[Region pointing data]
● ● ● ● ●
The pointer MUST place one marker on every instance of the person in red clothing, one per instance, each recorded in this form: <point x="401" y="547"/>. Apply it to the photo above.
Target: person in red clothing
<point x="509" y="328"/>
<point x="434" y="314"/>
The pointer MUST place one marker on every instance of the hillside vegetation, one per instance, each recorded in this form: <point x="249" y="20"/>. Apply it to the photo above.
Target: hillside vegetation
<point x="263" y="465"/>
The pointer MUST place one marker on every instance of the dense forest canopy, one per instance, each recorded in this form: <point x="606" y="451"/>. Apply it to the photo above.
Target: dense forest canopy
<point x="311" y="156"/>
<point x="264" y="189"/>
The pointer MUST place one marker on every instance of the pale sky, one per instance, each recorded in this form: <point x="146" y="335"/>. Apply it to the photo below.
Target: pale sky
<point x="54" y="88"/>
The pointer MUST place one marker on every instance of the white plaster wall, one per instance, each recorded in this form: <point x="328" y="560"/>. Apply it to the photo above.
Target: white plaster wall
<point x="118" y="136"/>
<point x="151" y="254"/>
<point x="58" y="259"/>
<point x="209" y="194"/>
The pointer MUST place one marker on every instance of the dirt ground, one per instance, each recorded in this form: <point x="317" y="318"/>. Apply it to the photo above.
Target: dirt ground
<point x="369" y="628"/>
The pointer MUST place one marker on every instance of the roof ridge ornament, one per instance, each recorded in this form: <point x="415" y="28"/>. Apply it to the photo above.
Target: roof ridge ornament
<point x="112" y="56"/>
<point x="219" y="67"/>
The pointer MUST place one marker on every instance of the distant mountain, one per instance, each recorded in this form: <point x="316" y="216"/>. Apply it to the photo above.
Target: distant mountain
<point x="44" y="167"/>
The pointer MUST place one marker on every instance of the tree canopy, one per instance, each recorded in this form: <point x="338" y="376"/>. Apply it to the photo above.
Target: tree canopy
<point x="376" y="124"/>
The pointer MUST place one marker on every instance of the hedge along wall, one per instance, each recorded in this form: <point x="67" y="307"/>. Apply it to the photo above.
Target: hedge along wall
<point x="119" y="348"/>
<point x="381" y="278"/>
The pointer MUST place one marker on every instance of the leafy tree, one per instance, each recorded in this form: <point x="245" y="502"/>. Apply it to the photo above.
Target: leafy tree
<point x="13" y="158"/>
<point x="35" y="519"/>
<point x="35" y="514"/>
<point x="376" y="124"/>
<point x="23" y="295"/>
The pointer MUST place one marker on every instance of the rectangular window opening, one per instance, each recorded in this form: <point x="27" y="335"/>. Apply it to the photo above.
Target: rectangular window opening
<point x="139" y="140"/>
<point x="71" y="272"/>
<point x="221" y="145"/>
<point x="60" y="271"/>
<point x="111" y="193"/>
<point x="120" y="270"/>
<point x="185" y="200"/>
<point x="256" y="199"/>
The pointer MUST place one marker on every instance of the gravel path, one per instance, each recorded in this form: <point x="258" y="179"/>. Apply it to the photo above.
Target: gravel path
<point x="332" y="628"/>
● ● ● ● ●
§ **Exercise requirements**:
When the line with "Target: tree canopy" is reached in the data above, start copying there, and copy each line exactly until the line with "of the rectangular" has been copied; copy nothing else.

§ **Written reply**:
Target: tree canopy
<point x="376" y="124"/>
The pointer MUST place one marker on every instance of the hedge along wall, one per instance, each recorded in this form: <point x="67" y="307"/>. Apply it to the photo above.
Target: hedge along wall
<point x="119" y="348"/>
<point x="381" y="278"/>
The pointer MUST place one marker on every instance of the leafy tree, one per instance, each recorded in this form: <point x="245" y="502"/>. Apply it to the photo above.
Target: leafy tree
<point x="13" y="158"/>
<point x="35" y="519"/>
<point x="35" y="514"/>
<point x="376" y="124"/>
<point x="23" y="295"/>
The pointer MUST place one marker on every instance of the rectangular window opening, one per instance, each recorded in this form: <point x="27" y="335"/>. Apply it to the photo above.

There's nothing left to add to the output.